## Start Text extract

Theoretical Determination of Size Effects in Zeolite-Catalyzed Alcohol Dehydration

Round 1

Reviewer 1 Report

Sound work. With the limitations correctly identified and described. A good overall view of a chemical process catalysed by zeolites, namely alcohol dehydration. The effect of the zeolite structure is correctly analysed in terms of confinement, although one 1 site was analysed. It is missing a short account on whether the site was chosen for optimum shape/size fitting or if it was just more a random or given (preselected) choice.

The mechanisms have been well described and reviewed and equally well explored and the result rationalised. Also the role of diffusion is adequately included. However the Weisz-Prater criterion is not sufficiently well explained and a few more lines would be helpful since it is not usually employed in the academic literature. The words "too generous" could be refined, and also the "implications other" seems to be a typo instead of, perhaps "implications on the". Diffusivity is not "the speed at which the substrate moves". This needs correction.

Tables 2 and 4 indicate 6.36 cavity size for H-ZSM-5, which I'm not sure about. It could well be the diagonal of the channel intersection, but it needs further clarification since channels are not that large.

The manuscript can be accepted in Catalysts

Author Response

Sound work. With the limitations correctly identified and described. A good overall view of a chemical process catalysed by zeolites, namely alcohol dehydration. The effect of the zeolite structure is correctly analysed in terms of confinement, although one 1 site was analysed. It is missing a short account on whether the site was chosen for optimum shape/size fitting or if it was just more a random or given (preselected) choice.

We thank the reviewer for the comment. As we noted in the Material and Methods section, the choice of T-site was based on thermodynamic arguments and consistent with existing literature.

## End Text extract

[Instruction A]: In the peer review of the zeolite alcohol dehydration study, on what basis does the author response say the T-site was chosen?
[Instruction B]: List every phrase that the reviewer quotes from the manuscript as needing refinement or correction in the second paragraph of the peer review of the zeolite alcohol dehydration study.
[Instruction C]: Continue the peer review of the zeolite alcohol dehydration study from its last sentence.
The material after this point isn't needed for the work here.

## Start Provided material

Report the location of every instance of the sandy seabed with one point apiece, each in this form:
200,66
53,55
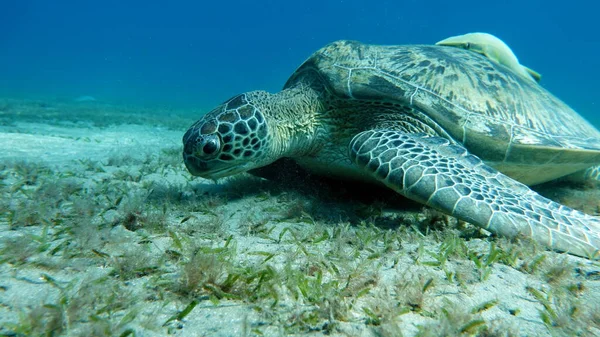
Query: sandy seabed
104,233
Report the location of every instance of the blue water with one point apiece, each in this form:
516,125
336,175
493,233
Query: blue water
198,53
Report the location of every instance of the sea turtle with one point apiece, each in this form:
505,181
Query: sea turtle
494,49
417,119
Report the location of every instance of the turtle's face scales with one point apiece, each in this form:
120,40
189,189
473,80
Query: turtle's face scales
230,139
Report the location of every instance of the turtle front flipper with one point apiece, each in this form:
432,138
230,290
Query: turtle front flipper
445,176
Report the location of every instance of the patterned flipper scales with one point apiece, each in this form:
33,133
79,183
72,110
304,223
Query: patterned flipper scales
444,176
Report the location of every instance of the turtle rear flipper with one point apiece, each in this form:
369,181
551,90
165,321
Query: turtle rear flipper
432,171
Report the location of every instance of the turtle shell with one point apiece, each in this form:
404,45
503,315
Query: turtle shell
513,124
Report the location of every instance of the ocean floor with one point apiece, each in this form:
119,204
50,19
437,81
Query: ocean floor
104,233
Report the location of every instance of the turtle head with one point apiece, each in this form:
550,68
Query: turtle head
230,139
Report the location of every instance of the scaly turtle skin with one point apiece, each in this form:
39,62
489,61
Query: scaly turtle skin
416,119
494,49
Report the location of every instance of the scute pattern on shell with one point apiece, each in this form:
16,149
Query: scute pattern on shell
464,92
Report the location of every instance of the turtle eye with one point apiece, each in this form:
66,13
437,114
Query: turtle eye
211,146
208,146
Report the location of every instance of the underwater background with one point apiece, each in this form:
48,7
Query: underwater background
196,54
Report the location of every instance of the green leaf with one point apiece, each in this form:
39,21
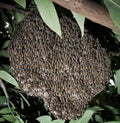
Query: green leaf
8,78
9,118
113,7
44,119
57,121
4,89
4,53
80,20
49,15
2,119
85,118
112,122
19,16
19,120
2,100
117,80
24,99
21,2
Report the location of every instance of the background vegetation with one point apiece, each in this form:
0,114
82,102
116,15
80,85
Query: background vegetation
15,106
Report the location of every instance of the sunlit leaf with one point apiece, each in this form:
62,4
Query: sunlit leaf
44,119
21,2
4,89
8,78
113,7
117,80
49,15
80,20
2,119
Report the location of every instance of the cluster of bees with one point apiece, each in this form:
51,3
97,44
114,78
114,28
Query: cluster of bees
65,73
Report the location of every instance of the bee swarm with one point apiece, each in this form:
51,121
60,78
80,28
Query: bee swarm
65,73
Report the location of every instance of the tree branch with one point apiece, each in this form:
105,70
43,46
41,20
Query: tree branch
91,10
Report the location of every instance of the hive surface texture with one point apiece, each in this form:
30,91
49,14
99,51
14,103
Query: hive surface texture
65,73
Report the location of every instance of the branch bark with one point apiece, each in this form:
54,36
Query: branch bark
91,10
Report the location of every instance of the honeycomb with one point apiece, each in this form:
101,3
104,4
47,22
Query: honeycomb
65,73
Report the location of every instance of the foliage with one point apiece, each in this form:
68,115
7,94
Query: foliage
16,107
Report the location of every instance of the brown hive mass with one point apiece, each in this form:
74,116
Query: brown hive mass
65,73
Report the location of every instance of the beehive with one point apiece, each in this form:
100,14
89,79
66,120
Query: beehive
65,73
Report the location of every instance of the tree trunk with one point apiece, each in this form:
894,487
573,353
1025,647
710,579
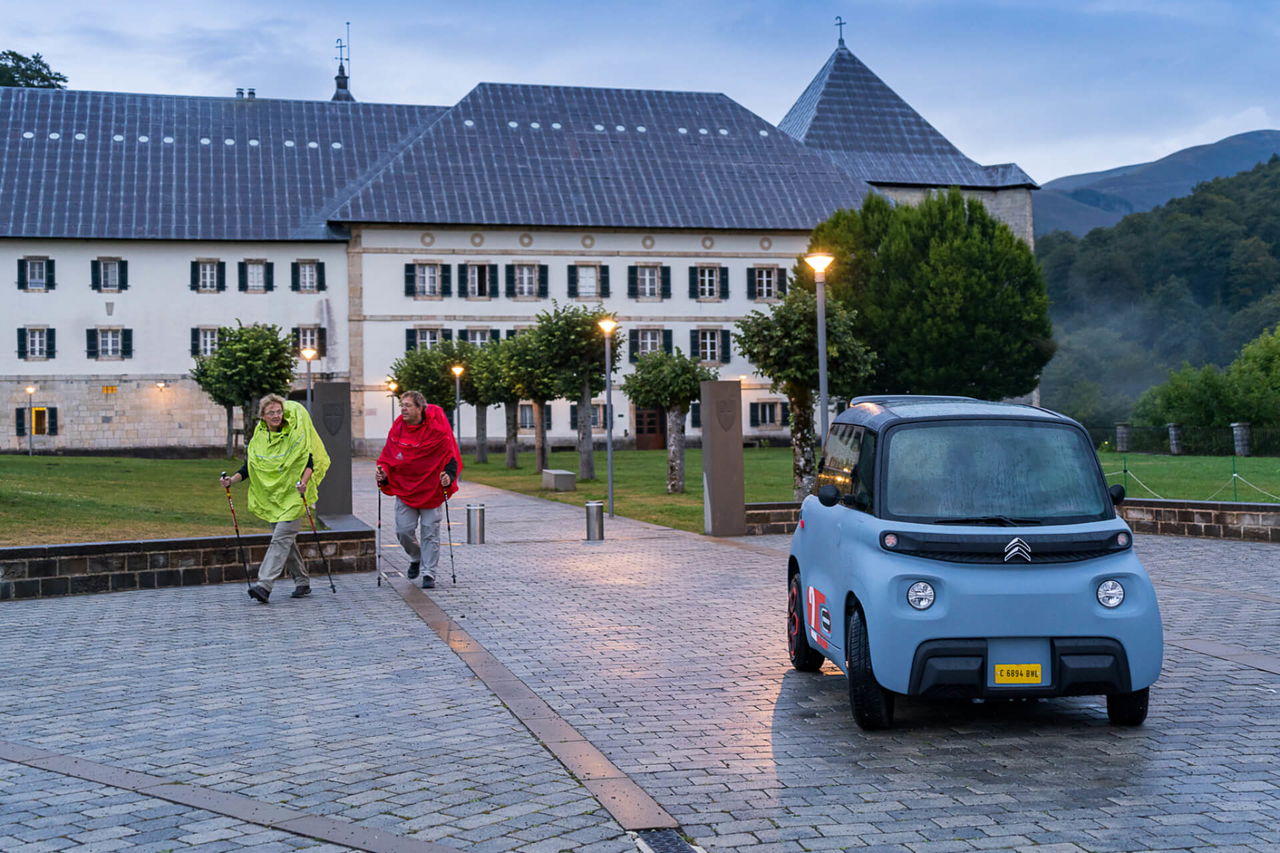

## End Provided material

[Right answer A]: It was chosen based on thermodynamic arguments and is consistent with existing literature.

[Right answer B]:
"too generous"
"implications other"
"the speed at which the substrate moves"

[Right answer C]:
The mechanisms have been well described and reviewed and equally well explored and the result rationalised. Also the role of diffusion is adequately included. However the Weisz-Prater criterion is not sufficiently well explained and a few more lines would be helpful since it is not usually employed in the academic literature.

We have added a few new sentences in the manuscript to explain the Weisz-Prater criterion:

 

This Weisz-Prater Criterion can be used to determine whether the mass transport is limiting the chemical reactions, particularly in the microporous zeolites, where the relative size of the pyrolysis vapors and the zeolite micropores places the systems effectively within the configurational regime. In general,C_WP> 6 indicates that kinetics are certainly controlled by diffusion while C_WP< 0.3 indicates that any mass transfer limitations are negligible. Developing accurate chemical kinetic parameters from experimental studies in the case of diffusion-controlled reactions is challenging since it requires additional efforts to decouple the intrinsic rate information from the mass transport.

The words "too generous" could be refined, and also the "implications other" seems to be a typo instead of, perhaps "implications on the". Diffusivity is not "the speed at which the substrate moves". This needs correction.

We thank the reviewer for the suggestions. We have modified the original sentences accordingly:

Phung et al. [28], for instance, ensured that their ethanol kinetic measurements had C_WP< 0.1; however, they used Knudsen diffusion, which we have shown is at least an order of magnitude smaller than the self-diffusion characterized by MD simulation.

This has implications on the biomass-derived species that are branched or otherwise sterically hindered.

Indeed, as the molecular size approaches the zeolite pore diameter, one would expect both the transmission function (i.e., the likelihood of the substrate entering the zeolite pore) as well as the diffusivity (indicating the mass transport ability of the substrate within the pore) to be drastically affected.

Tables 2 and 4 indicate 6.36 cavity size for H-ZSM-5, which I'm not sure about. It could well be the diagonal of the channel intersection, but it needs further clarification since channels are not that large.

We have mentioned the definition of cavity size in the original manuscript.

 

As shown in Table 2, the molecule size of TAA, 5.8 x 6.7 x 7.0 Å, is comparable to the cavity diameter of 6.4 Å in H-ZSM-5 (where cavity diameter is defined as the maximum diameter of a sphere that can be included in the zeolite) [54].

 

For clarity purpose, we have added one new sentence on Table 2 in the revised manuscript:

Table 2. Measured molecule size of ethanol, IPA and TAA and zeolite cavity size. The cavity size of a zeolite is defined as the maximum diameter of a sphere that can be included in the zeolite [54]. A description of the measurement on molecule size is provided in Figure S1.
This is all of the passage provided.